- _Work instructions_:
May I have the lines from the one containing "any boat with" to the end of the entries, returned exactly and with nothing else?

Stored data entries
☆ ☆ ☆ ☆
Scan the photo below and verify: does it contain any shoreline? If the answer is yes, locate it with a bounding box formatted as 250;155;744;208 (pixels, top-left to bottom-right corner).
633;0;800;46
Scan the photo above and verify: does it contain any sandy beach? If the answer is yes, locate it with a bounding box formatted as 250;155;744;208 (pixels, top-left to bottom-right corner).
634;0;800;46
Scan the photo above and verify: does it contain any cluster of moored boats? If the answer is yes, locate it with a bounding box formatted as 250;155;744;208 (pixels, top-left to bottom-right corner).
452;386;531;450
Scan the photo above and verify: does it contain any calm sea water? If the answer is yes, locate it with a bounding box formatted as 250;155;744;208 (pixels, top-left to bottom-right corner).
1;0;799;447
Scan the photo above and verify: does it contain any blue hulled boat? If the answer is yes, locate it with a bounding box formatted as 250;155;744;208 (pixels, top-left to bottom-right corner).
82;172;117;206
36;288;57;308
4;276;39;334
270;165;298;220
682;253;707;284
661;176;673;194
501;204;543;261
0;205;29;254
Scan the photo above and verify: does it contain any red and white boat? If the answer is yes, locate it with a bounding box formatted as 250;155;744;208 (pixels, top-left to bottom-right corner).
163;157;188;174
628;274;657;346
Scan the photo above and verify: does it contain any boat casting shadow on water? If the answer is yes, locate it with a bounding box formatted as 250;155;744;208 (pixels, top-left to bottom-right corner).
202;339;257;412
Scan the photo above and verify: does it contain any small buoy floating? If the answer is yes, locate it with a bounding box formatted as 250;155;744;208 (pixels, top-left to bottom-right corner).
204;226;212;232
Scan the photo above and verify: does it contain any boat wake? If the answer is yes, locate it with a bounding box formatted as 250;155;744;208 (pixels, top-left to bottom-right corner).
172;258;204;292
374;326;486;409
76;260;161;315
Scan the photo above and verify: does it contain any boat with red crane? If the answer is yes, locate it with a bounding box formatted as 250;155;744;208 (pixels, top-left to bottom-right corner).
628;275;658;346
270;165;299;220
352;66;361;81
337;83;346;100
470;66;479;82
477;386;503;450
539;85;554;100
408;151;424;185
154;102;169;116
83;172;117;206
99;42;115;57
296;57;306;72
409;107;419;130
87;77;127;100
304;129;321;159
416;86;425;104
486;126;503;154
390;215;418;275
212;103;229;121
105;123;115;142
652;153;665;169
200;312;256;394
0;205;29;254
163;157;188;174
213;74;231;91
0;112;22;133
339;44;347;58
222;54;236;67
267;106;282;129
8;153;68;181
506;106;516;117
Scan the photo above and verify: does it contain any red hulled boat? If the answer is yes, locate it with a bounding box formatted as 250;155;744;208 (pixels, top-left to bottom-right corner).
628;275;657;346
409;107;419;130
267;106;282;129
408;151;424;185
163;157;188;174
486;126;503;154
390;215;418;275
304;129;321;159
☆ ☆ ☆ ☆
- _Exercise response_:
Scan the photo above and verify: does it contain any boat with red crane? If the answer is yes, locate it with a bounding box formatted as 250;155;744;208 (pixels, top-left to bottom-right corner).
628;275;658;346
270;165;299;220
352;66;361;81
337;83;346;100
470;66;479;82
477;386;503;450
539;85;554;100
408;151;424;185
154;102;169;116
83;172;117;206
99;42;115;57
296;57;306;72
409;107;419;130
87;77;127;100
304;129;321;159
416;86;425;104
486;126;503;154
390;215;418;275
212;103;229;121
105;123;115;142
652;153;665;169
200;312;256;394
0;205;29;254
163;157;188;174
213;74;231;91
0;112;22;133
339;44;347;58
222;54;236;67
267;106;282;129
8;153;68;181
506;106;516;117
Scan the photo above and verify: does it contain any red hulled boat? If the answer is yes, locate it with a bounding box formatted as 250;155;744;208 (pixels, top-left to bottom-right corner).
628;275;657;346
409;107;419;130
267;106;282;129
408;151;424;185
163;157;188;174
486;126;503;154
390;215;418;275
304;129;321;159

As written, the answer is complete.